Omit every picture and write out the rest of the records exactly.
--- begin DATASET RECORDS ---
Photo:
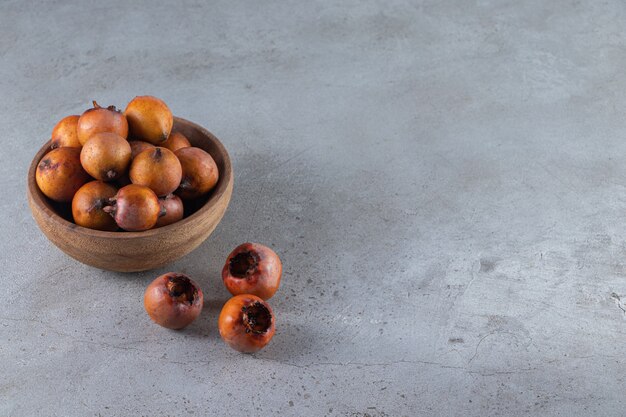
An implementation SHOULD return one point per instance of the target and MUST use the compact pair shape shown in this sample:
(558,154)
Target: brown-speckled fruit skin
(233,330)
(200,173)
(87,206)
(174,210)
(158,169)
(138,146)
(137,208)
(106,156)
(149,119)
(263,280)
(65,133)
(176,141)
(101,119)
(166,310)
(59,174)
(137,251)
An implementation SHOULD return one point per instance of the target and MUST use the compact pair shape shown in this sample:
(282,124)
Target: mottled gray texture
(445,182)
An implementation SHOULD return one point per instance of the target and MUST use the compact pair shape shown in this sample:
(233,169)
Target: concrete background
(444,181)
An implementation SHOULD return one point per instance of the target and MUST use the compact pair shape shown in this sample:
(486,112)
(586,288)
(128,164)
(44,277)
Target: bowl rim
(37,197)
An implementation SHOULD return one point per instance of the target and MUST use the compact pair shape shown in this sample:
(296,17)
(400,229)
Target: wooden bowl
(137,251)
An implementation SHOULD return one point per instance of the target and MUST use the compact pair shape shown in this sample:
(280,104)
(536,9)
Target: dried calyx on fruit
(59,174)
(135,208)
(138,146)
(173,300)
(158,169)
(252,268)
(88,204)
(246,323)
(106,156)
(149,119)
(199,172)
(99,120)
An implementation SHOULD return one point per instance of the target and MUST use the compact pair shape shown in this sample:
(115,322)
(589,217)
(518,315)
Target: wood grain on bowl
(138,251)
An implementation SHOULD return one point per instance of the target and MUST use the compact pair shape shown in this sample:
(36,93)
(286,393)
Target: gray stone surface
--- end DATASET RECORDS ---
(SOLUTION FOR THIS PROBLEM):
Photo:
An implementation SHOULD return one point per instance of the target and MUST use the compact pair shape shown in this sample:
(558,154)
Target: brown-speckled fruit skin
(233,330)
(200,173)
(87,206)
(174,210)
(158,169)
(138,146)
(137,208)
(106,156)
(149,119)
(263,280)
(65,133)
(176,141)
(101,119)
(166,310)
(59,174)
(137,251)
An implementation SHOULD return one point per instance of the target and MUST use the compact pair shape shown in this sample:
(282,124)
Target: mottled gray texture
(445,182)
An implementation SHOULD return one point per instance of the target and MUST use the compact pair shape shown in this sample:
(233,169)
Target: concrete background
(444,181)
An implementation SHOULD return one point per instance of the target and MUST use the compact pair shape shown in this sample:
(486,112)
(586,288)
(128,164)
(44,277)
Target: bowl rim
(37,197)
An implementation SHOULD return one point per instance of the target and MUST use the compact pair shape shown in this sample:
(296,17)
(400,229)
Target: wooden bowl
(137,251)
An implementation SHOULD return one point per instance of the target and MUST use the compact pair shape shown in this sample:
(280,104)
(536,9)
Target: dried calyx on fruit
(59,174)
(135,208)
(138,146)
(173,300)
(158,169)
(252,268)
(88,204)
(246,323)
(106,156)
(149,119)
(199,172)
(99,120)
An implementation SHOULD return one point per instance of the target and MUST use the compact pair shape shown in this sample:
(115,322)
(589,217)
(518,315)
Target: wood grain on bowl
(138,251)
An implementation SHOULD return one point per instance of the target and MUST use the compact pair shape shown in this sample:
(36,93)
(286,393)
Target: gray stone surface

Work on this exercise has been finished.